● **Problem requirements**:
Reproduce every item below word for word, leaving nothing out and changing nothing.

● **Supplied records**:
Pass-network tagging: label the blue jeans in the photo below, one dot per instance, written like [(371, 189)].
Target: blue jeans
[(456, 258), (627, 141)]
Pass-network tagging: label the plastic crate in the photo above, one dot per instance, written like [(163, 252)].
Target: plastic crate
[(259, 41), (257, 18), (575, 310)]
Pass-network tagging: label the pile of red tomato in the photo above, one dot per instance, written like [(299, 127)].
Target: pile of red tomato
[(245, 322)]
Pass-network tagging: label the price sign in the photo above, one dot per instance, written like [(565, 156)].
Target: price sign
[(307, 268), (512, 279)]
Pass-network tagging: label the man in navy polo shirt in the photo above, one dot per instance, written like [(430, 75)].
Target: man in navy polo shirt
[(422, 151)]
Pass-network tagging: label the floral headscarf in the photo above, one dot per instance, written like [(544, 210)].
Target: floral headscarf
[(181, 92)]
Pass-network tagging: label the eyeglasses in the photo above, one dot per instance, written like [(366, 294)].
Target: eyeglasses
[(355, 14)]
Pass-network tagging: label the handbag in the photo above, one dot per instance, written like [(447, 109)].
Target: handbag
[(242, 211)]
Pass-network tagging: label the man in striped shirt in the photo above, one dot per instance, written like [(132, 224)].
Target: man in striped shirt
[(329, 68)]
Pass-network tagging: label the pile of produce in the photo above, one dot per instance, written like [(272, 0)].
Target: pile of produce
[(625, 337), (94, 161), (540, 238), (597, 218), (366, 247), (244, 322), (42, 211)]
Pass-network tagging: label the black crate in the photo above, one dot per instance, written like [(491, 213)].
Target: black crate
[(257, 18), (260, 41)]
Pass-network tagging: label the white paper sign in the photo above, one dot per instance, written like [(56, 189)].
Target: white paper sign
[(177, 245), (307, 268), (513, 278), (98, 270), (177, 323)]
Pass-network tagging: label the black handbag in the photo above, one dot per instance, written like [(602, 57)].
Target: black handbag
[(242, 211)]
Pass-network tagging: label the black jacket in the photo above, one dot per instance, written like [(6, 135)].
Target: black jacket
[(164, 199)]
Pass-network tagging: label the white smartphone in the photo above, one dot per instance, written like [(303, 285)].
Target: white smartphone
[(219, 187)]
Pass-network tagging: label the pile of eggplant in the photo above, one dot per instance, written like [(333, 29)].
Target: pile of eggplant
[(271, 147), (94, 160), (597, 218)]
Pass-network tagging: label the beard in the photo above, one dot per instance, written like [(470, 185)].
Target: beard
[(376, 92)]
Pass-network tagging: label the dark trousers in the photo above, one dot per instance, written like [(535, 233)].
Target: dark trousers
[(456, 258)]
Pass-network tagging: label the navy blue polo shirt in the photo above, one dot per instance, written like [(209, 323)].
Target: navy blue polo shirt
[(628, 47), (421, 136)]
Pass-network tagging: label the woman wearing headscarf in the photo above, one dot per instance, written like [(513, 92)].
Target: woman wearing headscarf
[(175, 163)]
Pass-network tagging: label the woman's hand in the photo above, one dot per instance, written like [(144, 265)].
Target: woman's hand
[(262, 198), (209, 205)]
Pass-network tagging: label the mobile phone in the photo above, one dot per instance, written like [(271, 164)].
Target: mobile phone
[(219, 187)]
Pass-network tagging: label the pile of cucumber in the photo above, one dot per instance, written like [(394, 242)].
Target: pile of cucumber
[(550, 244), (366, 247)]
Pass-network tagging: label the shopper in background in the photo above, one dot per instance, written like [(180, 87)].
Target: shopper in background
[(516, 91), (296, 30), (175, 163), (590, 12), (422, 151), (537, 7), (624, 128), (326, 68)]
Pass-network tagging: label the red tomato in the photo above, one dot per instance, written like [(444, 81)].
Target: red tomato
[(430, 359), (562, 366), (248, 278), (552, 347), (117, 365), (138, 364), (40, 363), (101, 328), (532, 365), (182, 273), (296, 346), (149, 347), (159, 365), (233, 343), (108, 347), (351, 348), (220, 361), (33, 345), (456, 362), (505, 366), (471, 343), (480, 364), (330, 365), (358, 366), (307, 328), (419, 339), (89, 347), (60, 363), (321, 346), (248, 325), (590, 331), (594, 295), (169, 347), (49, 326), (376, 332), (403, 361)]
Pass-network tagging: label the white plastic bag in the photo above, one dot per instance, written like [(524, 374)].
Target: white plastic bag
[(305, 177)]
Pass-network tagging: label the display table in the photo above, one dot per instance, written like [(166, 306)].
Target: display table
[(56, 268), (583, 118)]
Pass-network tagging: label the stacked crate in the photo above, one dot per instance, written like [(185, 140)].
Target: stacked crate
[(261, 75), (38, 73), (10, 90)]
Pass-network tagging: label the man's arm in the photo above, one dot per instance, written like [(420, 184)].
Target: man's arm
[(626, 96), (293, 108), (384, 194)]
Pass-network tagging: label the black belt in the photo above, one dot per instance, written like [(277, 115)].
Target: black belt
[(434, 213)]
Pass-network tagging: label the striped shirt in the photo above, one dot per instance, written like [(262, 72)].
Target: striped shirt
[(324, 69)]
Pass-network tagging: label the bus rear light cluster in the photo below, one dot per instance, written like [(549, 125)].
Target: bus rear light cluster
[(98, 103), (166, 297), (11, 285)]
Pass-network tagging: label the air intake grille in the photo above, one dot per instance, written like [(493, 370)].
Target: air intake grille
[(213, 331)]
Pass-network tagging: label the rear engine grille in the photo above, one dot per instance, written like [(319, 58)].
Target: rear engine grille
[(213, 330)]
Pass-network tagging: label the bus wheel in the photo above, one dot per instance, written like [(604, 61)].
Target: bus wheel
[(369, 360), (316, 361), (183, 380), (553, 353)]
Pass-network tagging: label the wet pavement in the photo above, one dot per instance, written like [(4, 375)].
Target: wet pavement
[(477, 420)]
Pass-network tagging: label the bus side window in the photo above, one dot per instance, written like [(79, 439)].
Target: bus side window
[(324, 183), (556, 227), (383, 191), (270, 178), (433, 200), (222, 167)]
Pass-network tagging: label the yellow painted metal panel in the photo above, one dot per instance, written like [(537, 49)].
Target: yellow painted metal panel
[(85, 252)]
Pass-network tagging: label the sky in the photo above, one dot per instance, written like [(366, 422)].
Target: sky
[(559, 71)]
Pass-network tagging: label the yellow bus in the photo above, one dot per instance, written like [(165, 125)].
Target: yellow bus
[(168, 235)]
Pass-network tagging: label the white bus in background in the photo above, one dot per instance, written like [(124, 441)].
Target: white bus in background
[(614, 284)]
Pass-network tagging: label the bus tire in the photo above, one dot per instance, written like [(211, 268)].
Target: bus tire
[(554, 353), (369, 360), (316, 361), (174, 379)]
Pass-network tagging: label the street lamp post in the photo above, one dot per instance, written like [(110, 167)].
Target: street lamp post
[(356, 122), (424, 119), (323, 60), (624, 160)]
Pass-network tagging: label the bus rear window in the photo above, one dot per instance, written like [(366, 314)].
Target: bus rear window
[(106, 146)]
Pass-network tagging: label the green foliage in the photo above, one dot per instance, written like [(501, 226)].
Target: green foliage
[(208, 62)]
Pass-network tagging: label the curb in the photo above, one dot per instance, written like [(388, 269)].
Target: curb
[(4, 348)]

● **Solved exercise**:
Pass-network tagging: label the blue jeans in the photo below, one dot per instance, written like [(371, 189)].
Target: blue jeans
[(456, 258), (627, 141)]
Pass-network tagging: label the plastic crate in the photo above, one dot per instance, written like [(163, 252)].
Target: plastic crate
[(259, 41), (257, 18), (575, 310)]
Pass-network tagging: label the pile of red tomato in the photo above, one dot per instance, written like [(299, 127)].
Target: pile of red tomato
[(245, 322)]
Pass-network tagging: label the price sign in the photo above, one dot per instance, written like [(565, 156)].
Target: price sign
[(307, 268), (512, 279)]
Pass-network tagging: label the man in navy polo shirt in the photo above, one dot per instance, written like [(430, 75)].
Target: man in navy polo shirt
[(422, 151)]
Pass-network tagging: label the floral headscarf in the photo above, one dot per instance, written like [(544, 210)].
Target: floral headscarf
[(181, 92)]
Pass-network tagging: label the eyeglasses in the photo above, one dot per instance, written like [(366, 294)].
Target: eyeglasses
[(355, 14)]
Pass-network tagging: label the handbag in the photo above, one dot per instance, written like [(447, 109)].
Target: handbag
[(242, 211)]
Pass-network tagging: label the man in striped shirt in the photo above, one dot per instance, written like [(132, 224)].
Target: man in striped shirt
[(329, 68)]
Pass-network tagging: label the pile of produce in the photo above, one dot per instance, written like [(272, 0)].
Target: pile of produce
[(625, 337), (94, 161), (540, 238), (597, 218), (366, 247), (244, 322), (42, 211)]
Pass-network tagging: label the black crate in the photo above, one dot per instance, written like [(491, 213)].
Target: black crate
[(257, 18), (260, 41)]
Pass-network tagging: label the white paper sign in the photo above, one dot per instance, written like [(56, 189)].
Target: white paper sign
[(177, 245), (307, 268), (513, 278), (98, 270), (177, 323)]
Pass-network tagging: label the black handbag in the photo above, one dot per instance, written like [(602, 57)].
Target: black handbag
[(242, 211)]
Pass-network tagging: label the black jacket in the photo above, one dot per instance, written like [(6, 135)].
Target: black jacket
[(164, 199)]
Pass-network tagging: label the white smartphone in the photo above, one dot per instance, written like [(303, 285)].
Target: white smartphone
[(219, 187)]
Pass-network tagging: label the pile of eggplant in the photo above, one dot per instance, written like [(333, 29)].
Target: pile of eggplant
[(271, 147), (94, 160), (597, 218)]
Pass-network tagging: label the beard in the photo above, one dot per instance, written like [(470, 185)].
Target: beard
[(376, 92)]
Pass-network tagging: label the dark trousers in the photo above, one dot per instance, written like [(535, 233)].
Target: dark trousers
[(456, 258)]
Pass-network tagging: label the navy blue polo shirt in the photo above, one dot per instance, written like [(209, 323)].
Target: navy blue polo shirt
[(628, 47), (421, 136)]
Pass-network tagging: label the woman wearing headscarf in the photo above, one dot per instance, written like [(513, 92)].
Target: woman wearing headscarf
[(175, 163)]
Pass-network tagging: label the woman's hand in the photo above, one dot per instance, written like [(144, 265)].
Target: woman's hand
[(262, 198), (209, 205)]
Pass-network tagging: label the mobile phone in the photo above, one dot per instance, written like [(271, 164)].
Target: mobile phone
[(219, 187)]
Pass-network tagging: label the pile of cucumber in the photo above, one dot per instance, written like [(394, 242)].
Target: pile of cucumber
[(550, 244), (366, 247)]
Pass-network tagging: label the shopper in background in the photo above, one dot per instance, written like [(180, 87)].
Target: shopper in background
[(516, 91), (296, 30), (175, 163), (590, 12), (422, 151), (537, 7), (624, 128), (326, 68)]
Pass-network tagging: label the red tomato in the photo above, one dot per instance, written like [(444, 81)].
Target: red tomato
[(430, 359), (562, 366), (248, 278), (552, 347), (117, 365), (138, 364), (40, 363), (101, 328), (532, 365), (182, 273), (296, 346), (149, 347), (159, 365), (233, 343), (108, 347), (351, 348), (220, 361), (33, 345), (456, 362), (505, 366), (471, 343), (480, 364), (330, 365), (358, 366), (307, 328), (419, 339), (89, 347), (60, 363), (321, 346), (248, 325), (590, 331), (594, 295), (169, 347), (49, 326), (376, 332), (403, 361)]
Pass-network tagging: label the white plastic bag in the photo above, one dot per instance, written like [(524, 374)].
Target: white plastic bag
[(305, 177)]
Pass-network tagging: label the display table in the photo above, one dot per instance, written like [(166, 306)].
Target: display table
[(56, 268), (583, 118)]
Pass-network tagging: label the stacked crate in the photo above, one dot per instance, written like [(185, 140)].
Target: stacked crate
[(261, 75), (38, 73), (10, 90)]
Pass-network tagging: label the man's arm in the photo above, one dot per instance, written like [(420, 184)].
Target: man's arm
[(626, 96), (293, 108), (384, 194)]
Pass-network tagging: label the black belt in the photo above, one dot per instance, written like [(277, 115)].
Target: black belt
[(434, 213)]
Pass-network tagging: label the striped shirt in the photo above, one dot per instance, written like [(262, 72)].
Target: striped shirt
[(324, 69)]
Pass-network tagging: label the bus rear light cluster in the photo below, one dot per instance, written like [(549, 125)].
Target: bus rear light cluster
[(98, 103), (166, 297), (11, 285)]
Pass-network tagging: label the air intake grille in the photo above, one dot per instance, written like [(493, 370)].
Target: air intake grille
[(213, 331)]
Pass-network tagging: label the rear engine grille in the photo above, one dot per instance, written like [(319, 58)].
Target: rear engine grille
[(213, 330)]
Pass-network tagging: label the bus wheel in the photo above, one dot per instance, written like [(604, 61)].
Target: bus wheel
[(369, 360), (316, 361), (183, 380), (553, 353)]
Pass-network tagging: label the wet pavement in the photo above, one dot per instance, written like [(4, 375)].
Target: wet pavement
[(477, 420)]
Pass-network tagging: label the bus side window in the photo above, one dot per instance, written like [(79, 439)].
Target: bus side window
[(324, 183), (556, 227), (383, 191), (270, 178), (433, 200), (222, 167)]
Pass-network tagging: label the yellow painted metal panel in the photo above, one dot per instance, written like [(537, 49)].
Target: yellow painted metal panel
[(85, 252)]
Pass-network tagging: label the sky in the photo above, one dot per instance, written like [(366, 422)].
Target: sky
[(559, 71)]
Pass-network tagging: label the yellow bus in the photo above, one dot per instance, written like [(165, 125)].
Target: yellow bus
[(168, 235)]
Pass-network tagging: label the white bus in background in the photo above, one dot per instance, written like [(124, 441)].
Target: white bus in background
[(614, 284)]
Pass-network tagging: label the bus tire in the photo above, one dot per instance, written like [(211, 268)].
Target: bus tire
[(554, 353), (369, 360), (316, 361), (174, 379)]
Pass-network tagging: label the street lamp post in the photo above, one dot per instance, written like [(110, 167)].
Target: street lamp post
[(356, 122), (424, 119), (323, 60), (624, 160)]
Pass-network tagging: label the bus rear window in the photo above, one dot per instance, written like [(366, 314)].
Target: bus rear window
[(106, 146)]
Pass-network tagging: label the green foliage in the photo above, one dot per instance, written like [(501, 226)].
Target: green foliage
[(208, 62)]
Pass-network tagging: label the curb in the photo above, one dot per instance, written like [(388, 269)].
Target: curb
[(4, 348)]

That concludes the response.